* BEGIN DATA LINES *

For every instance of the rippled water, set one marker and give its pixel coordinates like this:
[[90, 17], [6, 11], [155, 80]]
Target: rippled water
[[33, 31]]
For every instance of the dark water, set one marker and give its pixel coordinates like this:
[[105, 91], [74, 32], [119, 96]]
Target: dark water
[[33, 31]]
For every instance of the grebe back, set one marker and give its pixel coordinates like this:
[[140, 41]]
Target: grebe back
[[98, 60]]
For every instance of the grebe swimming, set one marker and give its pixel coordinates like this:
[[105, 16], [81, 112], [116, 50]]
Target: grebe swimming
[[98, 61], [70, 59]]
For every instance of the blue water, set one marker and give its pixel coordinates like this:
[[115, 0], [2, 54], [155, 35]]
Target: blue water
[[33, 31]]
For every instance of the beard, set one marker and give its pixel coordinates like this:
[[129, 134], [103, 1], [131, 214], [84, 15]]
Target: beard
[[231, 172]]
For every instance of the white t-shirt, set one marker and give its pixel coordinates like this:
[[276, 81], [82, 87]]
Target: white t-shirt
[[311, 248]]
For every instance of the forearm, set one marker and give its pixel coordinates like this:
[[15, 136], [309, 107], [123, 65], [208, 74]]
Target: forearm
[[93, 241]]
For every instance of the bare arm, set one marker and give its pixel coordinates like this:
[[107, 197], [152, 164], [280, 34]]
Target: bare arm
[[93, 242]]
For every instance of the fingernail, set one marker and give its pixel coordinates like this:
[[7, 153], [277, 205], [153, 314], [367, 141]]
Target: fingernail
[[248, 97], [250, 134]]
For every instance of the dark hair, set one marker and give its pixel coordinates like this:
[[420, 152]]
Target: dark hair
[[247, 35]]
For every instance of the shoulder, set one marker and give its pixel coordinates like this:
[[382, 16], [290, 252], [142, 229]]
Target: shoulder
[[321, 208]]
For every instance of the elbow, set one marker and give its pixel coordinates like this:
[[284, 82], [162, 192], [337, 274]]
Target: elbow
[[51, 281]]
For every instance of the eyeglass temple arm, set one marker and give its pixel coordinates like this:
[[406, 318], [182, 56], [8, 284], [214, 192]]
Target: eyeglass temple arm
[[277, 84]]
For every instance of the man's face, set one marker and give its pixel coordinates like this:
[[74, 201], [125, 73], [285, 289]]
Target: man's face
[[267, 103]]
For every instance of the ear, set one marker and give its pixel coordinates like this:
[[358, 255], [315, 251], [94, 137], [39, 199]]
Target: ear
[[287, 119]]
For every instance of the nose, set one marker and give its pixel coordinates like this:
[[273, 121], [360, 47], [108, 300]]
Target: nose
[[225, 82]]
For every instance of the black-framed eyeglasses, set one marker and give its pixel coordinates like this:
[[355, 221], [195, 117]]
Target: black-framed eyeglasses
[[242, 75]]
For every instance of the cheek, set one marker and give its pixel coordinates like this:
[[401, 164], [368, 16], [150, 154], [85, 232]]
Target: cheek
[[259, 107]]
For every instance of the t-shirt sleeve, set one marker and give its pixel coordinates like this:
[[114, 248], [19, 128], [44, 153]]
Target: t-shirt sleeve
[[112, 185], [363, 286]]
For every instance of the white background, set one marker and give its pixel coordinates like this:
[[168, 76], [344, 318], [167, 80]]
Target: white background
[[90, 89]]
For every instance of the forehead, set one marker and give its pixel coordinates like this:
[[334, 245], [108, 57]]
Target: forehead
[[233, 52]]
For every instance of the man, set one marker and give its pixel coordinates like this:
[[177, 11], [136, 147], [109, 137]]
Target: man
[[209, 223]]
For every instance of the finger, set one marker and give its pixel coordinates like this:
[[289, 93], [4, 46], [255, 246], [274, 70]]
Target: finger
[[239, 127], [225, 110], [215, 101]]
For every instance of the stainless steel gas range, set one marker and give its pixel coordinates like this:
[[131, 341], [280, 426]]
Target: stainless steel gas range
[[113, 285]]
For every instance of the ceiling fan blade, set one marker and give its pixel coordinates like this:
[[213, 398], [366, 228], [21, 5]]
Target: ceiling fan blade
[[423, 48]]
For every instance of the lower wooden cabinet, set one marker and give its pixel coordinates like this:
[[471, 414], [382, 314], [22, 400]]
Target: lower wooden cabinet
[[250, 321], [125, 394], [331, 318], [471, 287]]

* END DATA LINES *
* BEGIN DATA LINES *

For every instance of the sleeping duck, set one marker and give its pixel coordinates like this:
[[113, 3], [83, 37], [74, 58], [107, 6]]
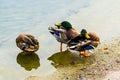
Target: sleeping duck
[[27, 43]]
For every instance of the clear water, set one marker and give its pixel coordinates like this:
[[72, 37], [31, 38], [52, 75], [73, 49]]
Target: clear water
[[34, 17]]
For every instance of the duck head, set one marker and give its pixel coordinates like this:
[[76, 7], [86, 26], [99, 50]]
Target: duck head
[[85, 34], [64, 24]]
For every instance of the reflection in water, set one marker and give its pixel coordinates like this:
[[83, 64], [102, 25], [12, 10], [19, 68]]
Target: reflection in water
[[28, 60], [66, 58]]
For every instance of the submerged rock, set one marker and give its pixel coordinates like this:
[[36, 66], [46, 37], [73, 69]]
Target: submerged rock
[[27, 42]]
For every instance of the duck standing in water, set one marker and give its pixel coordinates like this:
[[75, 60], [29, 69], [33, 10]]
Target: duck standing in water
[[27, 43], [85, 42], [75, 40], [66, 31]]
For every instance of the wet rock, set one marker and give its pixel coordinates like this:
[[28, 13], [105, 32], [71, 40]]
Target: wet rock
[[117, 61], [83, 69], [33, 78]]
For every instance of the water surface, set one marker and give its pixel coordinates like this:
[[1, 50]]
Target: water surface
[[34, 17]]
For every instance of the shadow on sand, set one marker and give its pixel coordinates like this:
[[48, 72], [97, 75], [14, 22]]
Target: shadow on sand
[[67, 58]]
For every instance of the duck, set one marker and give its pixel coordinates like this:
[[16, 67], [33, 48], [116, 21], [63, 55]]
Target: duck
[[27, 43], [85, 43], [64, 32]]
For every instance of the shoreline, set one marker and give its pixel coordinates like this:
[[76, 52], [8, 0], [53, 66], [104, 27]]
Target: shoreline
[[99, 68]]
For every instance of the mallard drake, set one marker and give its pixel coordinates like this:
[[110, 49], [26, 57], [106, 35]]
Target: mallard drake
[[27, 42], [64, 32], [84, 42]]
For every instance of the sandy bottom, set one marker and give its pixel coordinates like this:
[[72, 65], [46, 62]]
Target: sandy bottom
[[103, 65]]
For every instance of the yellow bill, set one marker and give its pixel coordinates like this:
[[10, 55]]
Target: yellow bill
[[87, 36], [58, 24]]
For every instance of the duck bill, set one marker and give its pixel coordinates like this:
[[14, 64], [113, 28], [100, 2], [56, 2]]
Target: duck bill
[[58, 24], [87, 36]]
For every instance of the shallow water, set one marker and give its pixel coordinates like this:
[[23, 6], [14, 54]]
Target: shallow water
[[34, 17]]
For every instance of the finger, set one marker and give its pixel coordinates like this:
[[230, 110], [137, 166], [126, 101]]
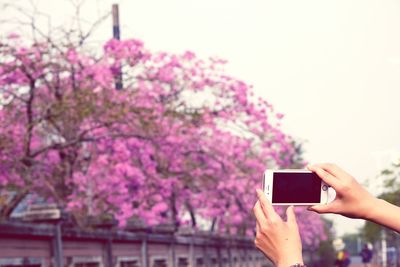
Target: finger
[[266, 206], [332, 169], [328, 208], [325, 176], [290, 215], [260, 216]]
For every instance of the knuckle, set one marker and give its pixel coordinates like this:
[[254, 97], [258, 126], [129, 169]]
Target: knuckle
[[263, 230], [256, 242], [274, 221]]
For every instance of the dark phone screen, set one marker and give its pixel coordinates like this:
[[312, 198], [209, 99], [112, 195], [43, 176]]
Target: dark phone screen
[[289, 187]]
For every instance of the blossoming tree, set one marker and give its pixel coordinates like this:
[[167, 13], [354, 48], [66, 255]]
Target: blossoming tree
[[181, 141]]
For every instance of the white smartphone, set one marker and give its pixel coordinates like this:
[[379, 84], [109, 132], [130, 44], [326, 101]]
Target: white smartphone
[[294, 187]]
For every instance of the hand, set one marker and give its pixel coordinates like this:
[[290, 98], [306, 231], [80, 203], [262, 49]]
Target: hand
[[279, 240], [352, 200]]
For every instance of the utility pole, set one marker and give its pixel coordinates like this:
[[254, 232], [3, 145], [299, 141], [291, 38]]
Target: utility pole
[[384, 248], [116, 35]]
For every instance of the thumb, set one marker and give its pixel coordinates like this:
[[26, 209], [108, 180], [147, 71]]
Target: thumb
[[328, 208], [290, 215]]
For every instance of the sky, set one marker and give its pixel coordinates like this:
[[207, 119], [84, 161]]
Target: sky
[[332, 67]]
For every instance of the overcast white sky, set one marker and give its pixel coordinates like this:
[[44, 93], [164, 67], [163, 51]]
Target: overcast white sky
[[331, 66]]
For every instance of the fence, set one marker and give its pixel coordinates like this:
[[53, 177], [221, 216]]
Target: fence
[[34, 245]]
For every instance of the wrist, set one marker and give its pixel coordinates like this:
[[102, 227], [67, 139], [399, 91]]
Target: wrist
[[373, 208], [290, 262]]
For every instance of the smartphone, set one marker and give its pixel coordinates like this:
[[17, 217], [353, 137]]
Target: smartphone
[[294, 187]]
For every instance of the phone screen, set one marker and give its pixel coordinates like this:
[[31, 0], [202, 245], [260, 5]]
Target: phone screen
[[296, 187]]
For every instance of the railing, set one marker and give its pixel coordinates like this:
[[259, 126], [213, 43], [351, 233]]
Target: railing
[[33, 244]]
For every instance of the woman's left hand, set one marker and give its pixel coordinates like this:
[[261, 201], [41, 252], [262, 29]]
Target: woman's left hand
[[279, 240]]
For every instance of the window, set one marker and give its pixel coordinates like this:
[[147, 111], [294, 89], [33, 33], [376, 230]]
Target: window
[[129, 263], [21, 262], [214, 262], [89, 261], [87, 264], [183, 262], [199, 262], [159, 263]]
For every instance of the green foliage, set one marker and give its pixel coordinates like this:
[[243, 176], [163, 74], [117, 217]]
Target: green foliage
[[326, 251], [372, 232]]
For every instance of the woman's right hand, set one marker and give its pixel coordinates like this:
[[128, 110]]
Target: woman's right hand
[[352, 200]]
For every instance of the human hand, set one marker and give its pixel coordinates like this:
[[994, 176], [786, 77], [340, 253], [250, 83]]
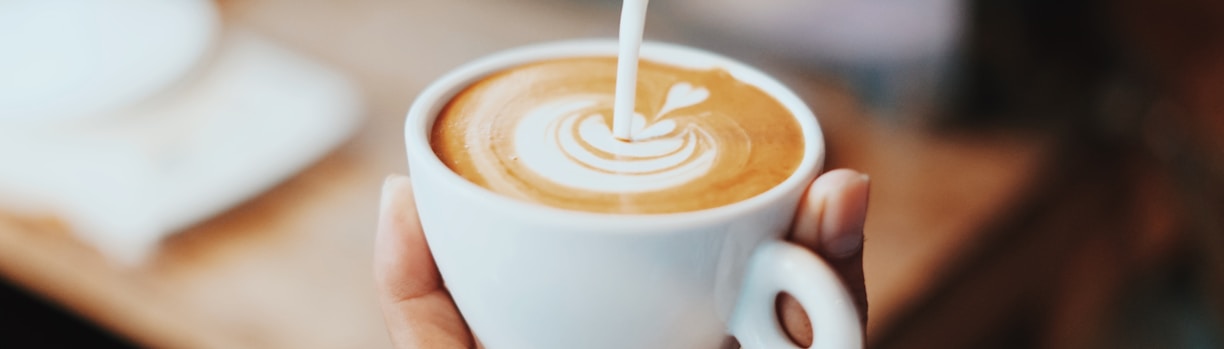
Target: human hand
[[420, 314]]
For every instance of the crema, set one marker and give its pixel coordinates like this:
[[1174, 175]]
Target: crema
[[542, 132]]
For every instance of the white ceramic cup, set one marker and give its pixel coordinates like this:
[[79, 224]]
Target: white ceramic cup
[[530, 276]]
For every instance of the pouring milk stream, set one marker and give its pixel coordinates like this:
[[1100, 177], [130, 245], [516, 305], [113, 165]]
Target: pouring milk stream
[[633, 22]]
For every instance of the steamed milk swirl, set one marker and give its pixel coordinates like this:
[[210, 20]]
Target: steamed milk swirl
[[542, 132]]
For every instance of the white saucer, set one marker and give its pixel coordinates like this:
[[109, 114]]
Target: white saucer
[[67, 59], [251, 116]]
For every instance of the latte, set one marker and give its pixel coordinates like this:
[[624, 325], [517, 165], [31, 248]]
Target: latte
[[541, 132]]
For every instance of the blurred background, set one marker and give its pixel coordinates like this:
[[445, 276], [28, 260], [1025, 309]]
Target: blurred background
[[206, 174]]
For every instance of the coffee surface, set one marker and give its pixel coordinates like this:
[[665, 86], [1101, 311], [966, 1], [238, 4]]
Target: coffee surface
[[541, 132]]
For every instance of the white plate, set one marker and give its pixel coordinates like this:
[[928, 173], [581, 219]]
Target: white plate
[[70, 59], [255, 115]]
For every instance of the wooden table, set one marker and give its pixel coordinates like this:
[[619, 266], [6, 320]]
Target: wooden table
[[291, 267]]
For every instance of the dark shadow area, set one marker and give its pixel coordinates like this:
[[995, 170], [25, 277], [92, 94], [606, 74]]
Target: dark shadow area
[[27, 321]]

* END DATA LINES *

• WHAT TO DO: Which lines in the entries contain the string "blurred"? Extract each of those lines in full, and treat uppercase and lowercase letters as different.

• ANSWER FOR THIS EXERCISE:
For every instance of the blurred background, set one marker and give its pixel coordinates like this:
Target: blurred background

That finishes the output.